TASK DIRECTIONS - Your reply must contain exactly the lines running from the one with "Can you find the brown" to the last line of the entries below, both included, and no other lines.
RECORDED DATA below:
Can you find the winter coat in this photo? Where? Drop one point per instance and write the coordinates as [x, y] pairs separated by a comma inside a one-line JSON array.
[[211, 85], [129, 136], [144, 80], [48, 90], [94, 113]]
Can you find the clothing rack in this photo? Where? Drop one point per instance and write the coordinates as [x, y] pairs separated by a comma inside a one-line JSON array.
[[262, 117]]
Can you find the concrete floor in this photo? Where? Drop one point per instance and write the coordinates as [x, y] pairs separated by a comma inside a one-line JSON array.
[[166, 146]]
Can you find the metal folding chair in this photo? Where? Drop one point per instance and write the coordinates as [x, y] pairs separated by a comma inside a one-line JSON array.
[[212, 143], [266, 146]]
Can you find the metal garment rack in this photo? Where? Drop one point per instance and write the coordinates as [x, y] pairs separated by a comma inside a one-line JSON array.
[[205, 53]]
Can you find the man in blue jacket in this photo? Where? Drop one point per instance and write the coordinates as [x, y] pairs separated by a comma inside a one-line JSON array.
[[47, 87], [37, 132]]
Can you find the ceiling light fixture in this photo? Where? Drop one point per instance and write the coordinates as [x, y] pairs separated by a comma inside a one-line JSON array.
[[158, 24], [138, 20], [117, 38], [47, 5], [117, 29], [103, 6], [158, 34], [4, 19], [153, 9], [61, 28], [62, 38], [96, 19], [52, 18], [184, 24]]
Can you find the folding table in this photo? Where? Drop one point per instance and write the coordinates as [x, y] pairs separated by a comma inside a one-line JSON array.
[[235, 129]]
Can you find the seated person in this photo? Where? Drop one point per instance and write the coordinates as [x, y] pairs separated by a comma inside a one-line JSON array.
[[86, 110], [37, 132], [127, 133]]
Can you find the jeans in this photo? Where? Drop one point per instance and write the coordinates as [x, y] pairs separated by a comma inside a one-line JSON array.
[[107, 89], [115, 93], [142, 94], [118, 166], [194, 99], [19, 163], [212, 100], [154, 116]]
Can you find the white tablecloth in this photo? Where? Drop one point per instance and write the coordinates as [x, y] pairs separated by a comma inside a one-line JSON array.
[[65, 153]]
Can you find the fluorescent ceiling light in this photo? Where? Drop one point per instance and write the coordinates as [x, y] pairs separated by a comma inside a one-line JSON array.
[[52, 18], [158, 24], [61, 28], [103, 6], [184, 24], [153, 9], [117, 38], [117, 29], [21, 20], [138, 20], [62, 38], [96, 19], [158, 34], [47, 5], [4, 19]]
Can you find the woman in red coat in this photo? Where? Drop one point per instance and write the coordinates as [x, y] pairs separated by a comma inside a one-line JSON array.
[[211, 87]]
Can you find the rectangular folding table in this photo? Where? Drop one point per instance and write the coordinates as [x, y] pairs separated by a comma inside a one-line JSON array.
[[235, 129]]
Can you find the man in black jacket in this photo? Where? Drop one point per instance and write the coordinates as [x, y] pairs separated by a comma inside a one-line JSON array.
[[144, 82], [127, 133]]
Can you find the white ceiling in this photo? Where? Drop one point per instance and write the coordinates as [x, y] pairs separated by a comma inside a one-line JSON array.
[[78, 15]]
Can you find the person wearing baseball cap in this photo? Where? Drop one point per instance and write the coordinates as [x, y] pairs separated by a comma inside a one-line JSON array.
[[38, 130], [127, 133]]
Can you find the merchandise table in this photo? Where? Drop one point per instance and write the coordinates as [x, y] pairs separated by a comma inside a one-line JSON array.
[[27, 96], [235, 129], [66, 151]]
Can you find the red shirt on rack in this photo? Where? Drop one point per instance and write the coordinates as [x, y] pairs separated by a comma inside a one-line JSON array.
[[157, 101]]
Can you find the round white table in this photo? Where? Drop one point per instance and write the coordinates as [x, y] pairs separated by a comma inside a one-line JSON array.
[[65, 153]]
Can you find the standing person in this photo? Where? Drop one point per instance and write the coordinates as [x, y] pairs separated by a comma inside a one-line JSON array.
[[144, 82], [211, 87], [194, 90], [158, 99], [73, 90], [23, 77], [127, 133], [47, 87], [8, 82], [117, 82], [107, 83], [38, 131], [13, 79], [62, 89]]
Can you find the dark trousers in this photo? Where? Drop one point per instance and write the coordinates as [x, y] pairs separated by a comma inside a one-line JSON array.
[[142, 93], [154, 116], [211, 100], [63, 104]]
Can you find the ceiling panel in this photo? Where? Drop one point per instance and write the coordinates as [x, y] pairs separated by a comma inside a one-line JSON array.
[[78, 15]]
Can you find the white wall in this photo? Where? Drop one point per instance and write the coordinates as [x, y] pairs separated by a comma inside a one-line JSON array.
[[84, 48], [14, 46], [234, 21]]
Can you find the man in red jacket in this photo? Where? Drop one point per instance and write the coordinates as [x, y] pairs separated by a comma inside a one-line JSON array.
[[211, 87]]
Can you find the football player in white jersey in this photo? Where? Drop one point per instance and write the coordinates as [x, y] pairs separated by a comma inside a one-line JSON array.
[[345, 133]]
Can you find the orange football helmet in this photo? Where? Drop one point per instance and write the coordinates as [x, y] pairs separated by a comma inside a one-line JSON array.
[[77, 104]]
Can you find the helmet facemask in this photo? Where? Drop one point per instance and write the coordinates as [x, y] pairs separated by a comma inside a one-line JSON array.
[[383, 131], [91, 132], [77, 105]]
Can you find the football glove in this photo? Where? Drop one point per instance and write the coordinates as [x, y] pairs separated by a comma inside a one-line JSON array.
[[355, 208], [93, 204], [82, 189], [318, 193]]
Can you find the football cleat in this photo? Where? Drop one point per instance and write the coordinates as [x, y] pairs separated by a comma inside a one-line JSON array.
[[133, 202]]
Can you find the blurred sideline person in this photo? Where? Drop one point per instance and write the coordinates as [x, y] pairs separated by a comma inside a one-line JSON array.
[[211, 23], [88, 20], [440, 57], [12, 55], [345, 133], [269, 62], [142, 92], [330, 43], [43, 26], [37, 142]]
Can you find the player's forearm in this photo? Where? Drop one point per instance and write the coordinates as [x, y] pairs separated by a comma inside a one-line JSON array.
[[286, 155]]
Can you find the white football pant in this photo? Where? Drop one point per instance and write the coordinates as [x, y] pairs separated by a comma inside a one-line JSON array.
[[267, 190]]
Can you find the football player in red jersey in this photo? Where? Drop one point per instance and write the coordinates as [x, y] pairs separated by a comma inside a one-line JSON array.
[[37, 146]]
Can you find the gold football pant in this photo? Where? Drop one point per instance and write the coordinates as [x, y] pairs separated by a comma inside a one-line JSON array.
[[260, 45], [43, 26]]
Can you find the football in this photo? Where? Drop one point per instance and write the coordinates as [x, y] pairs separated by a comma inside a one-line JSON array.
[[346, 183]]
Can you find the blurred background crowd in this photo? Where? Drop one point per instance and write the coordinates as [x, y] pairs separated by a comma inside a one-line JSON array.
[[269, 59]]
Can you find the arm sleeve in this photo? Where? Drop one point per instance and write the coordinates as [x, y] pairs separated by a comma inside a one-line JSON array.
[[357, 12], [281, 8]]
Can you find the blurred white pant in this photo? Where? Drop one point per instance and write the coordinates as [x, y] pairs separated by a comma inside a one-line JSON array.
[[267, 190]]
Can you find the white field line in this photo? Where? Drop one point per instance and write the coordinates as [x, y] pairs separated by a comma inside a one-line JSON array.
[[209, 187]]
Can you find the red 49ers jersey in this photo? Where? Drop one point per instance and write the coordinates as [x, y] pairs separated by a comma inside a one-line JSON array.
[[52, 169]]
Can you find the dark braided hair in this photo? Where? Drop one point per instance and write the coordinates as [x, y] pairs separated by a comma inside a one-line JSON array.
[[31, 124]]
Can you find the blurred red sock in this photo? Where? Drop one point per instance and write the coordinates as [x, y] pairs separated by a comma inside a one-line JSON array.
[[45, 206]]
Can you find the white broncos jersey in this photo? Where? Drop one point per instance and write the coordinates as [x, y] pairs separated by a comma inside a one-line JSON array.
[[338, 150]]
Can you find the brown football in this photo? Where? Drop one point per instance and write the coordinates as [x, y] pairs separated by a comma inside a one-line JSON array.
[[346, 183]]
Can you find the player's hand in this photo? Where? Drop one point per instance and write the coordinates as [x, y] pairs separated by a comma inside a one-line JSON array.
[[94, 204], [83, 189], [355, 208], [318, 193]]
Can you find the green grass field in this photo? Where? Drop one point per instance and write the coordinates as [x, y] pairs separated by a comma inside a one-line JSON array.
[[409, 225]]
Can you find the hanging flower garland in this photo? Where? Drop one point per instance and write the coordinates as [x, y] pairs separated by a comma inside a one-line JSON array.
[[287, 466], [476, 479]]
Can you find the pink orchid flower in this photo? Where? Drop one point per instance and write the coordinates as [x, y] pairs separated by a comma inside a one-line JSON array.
End of RECORDED DATA.
RESULT OF THIS EXERCISE -
Can you find the brown football in this photo? Where? Drop one point per instance and write the coordinates as [x, y] pairs separated by a comma inside a one-line JSON array.
[[346, 183]]
Can you find the player's hand in this photo? Where? Drop one point per instance and write the coordinates as [x, y] pairs separated by a comma inside a one-line JSON array.
[[94, 204], [83, 189], [355, 208], [318, 193]]
Can you find the green grass field in this photo? Where? Drop one point per instance and write the coordinates as [x, y] pairs separated by a comma inside a one-line JSON array.
[[409, 225]]
Can you find the hanging flower garland in this photo? Where? Drop one point per instance and write the coordinates as [x, y] pairs separated by a comma inside a one-line JSON array.
[[287, 466], [476, 479]]
Can you find the pink orchid flower in this photo? Where? Drop one point per instance and write the coordinates as [x, y] pairs separated by a comma inside a one-line JSON array.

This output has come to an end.